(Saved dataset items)

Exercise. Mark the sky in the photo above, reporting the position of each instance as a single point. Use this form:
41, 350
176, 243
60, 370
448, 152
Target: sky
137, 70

• [CHALLENGE]
Copy all of the entries above line for line, without changing a single character.

• [RESPONSE BELOW]
Exercise. Mark the sky in the photo above, reporting the position of each instance as a single point. Use this form:
41, 350
176, 243
60, 370
448, 152
Target: sky
137, 70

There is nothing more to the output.